## Description of the task
Can you pull out every line of the records below that contains the word "snow"? Case counts.

## Task material
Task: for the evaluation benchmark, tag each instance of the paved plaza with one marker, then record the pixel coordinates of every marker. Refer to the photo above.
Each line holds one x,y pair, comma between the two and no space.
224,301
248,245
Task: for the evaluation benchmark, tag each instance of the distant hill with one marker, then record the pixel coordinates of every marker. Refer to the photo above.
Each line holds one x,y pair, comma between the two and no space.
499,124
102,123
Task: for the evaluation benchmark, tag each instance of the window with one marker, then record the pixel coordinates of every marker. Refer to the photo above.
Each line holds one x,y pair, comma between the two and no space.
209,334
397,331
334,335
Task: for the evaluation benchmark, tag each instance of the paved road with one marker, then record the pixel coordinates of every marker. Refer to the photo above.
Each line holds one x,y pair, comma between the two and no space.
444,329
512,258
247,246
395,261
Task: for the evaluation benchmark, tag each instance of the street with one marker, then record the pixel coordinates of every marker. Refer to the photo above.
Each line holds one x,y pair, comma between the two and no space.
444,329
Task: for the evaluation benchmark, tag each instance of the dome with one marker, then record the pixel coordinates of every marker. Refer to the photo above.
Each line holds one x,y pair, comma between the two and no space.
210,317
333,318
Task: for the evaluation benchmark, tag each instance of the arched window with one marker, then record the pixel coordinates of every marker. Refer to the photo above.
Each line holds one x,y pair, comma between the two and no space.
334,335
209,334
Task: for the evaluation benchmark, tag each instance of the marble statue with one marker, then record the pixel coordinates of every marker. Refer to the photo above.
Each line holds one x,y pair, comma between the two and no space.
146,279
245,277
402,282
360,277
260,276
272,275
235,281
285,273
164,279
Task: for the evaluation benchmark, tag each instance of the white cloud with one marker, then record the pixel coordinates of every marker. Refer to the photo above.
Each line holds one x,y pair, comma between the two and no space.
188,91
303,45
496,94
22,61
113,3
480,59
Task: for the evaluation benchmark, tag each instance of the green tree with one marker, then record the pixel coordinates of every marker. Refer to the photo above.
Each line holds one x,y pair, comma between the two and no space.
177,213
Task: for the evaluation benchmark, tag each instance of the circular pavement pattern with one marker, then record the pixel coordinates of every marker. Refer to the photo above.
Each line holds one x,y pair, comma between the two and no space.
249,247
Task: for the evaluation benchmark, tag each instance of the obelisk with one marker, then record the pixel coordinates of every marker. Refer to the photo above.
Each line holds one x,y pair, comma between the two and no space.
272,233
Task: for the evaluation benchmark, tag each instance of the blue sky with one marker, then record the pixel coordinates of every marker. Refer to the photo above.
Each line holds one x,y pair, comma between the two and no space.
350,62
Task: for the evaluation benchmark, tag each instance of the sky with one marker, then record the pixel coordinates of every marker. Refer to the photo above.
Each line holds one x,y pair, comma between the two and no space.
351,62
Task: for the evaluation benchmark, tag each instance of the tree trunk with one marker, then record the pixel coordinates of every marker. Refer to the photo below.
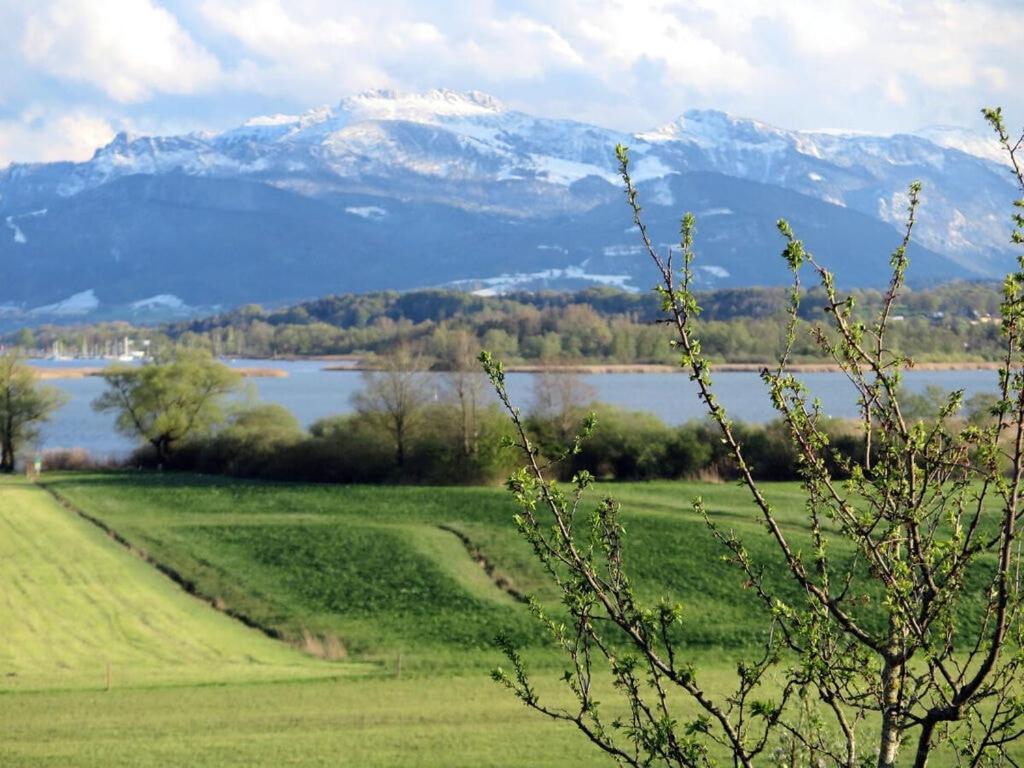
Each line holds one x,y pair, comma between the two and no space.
7,456
891,717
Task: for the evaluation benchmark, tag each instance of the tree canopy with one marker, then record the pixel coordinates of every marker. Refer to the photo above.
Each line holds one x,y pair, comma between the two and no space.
170,399
25,404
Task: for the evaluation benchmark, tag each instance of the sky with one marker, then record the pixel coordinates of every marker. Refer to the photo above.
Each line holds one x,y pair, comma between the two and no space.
76,72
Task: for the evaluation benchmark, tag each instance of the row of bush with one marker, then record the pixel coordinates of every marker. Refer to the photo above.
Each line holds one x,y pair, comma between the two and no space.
266,441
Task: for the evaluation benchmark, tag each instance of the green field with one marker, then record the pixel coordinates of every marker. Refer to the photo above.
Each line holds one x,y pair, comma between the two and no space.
388,622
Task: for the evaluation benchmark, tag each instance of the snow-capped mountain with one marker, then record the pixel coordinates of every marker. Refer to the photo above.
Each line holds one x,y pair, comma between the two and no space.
401,190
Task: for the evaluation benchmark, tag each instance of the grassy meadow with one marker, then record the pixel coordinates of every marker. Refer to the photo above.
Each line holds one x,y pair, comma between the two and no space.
388,622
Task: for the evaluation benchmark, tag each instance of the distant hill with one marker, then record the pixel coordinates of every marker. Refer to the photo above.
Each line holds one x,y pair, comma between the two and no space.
400,192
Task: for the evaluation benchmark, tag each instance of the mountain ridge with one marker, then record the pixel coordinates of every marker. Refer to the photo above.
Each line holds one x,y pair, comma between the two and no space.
455,171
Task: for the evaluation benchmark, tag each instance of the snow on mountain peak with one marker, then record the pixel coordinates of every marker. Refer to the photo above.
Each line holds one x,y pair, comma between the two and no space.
391,104
954,137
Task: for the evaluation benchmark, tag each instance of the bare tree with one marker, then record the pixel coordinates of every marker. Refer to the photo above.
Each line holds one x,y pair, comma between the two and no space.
878,648
394,395
465,383
25,404
558,395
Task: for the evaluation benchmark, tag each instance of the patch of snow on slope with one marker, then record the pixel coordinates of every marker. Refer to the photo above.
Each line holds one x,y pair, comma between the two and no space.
714,270
647,168
390,104
374,213
561,171
966,140
508,282
11,222
80,303
160,301
623,250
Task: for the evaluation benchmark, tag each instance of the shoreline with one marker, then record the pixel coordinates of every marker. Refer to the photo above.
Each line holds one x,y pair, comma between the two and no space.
728,368
57,374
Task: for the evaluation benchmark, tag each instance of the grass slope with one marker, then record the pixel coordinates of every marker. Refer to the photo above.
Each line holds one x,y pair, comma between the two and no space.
369,573
73,602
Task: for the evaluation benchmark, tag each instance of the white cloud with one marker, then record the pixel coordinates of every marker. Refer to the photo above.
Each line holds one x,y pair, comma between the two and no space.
866,65
129,49
43,136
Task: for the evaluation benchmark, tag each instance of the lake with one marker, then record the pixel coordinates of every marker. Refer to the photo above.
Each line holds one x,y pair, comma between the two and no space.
310,393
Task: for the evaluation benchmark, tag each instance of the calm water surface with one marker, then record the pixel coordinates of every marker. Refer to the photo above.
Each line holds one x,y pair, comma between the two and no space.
310,393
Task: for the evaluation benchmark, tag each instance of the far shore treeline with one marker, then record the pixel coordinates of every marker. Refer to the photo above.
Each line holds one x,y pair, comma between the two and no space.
407,428
957,322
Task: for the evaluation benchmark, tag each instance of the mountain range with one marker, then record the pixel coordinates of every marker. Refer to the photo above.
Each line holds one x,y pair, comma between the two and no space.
391,190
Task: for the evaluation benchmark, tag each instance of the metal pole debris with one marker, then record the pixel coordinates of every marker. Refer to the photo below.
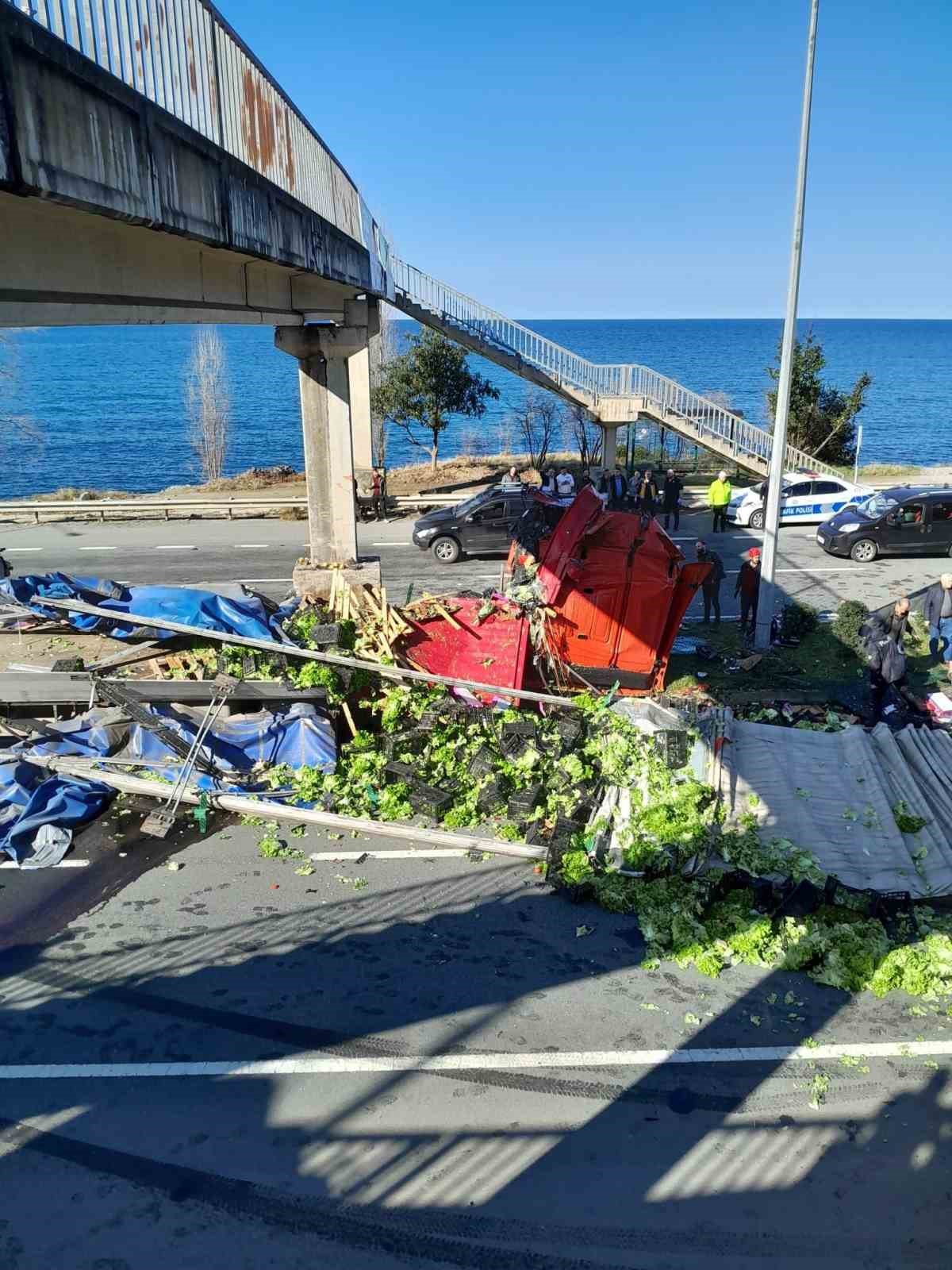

## Written answer
Task: for the evaluation benchmark, tag each instance of the snow-capped mountain with one marker, then record the pixel coordinates of every marker. Refer to the photo above.
Task: for the evaluation benchmark, tag each instance of the snow on mountain peak with one marker, then record the pixel coordinates of every marker. Refer to the photo above.
Task: for the evaluation benchmark, tag each instance of the patch of snow on slope with one marker, then record the pixel coordinates of every marker. Refer to the photo above.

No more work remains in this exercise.